→ INFORMATION SUPPLIED:
┄┄┄┄┄┄
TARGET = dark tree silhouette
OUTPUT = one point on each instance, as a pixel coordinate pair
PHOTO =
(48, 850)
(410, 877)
┄┄┄┄┄┄
→ YOUR TASK: Rewrite every line of the items above, requests included, scaling each coordinate in the answers by 1.85 and rounding to the nearest whole number, with halves rounded up.

→ EXERCISE SOLUTION:
TARGET = dark tree silhouette
OUTPUT = one point on each instance, as a pixel coordinate pair
PHOTO =
(89, 1573)
(759, 1622)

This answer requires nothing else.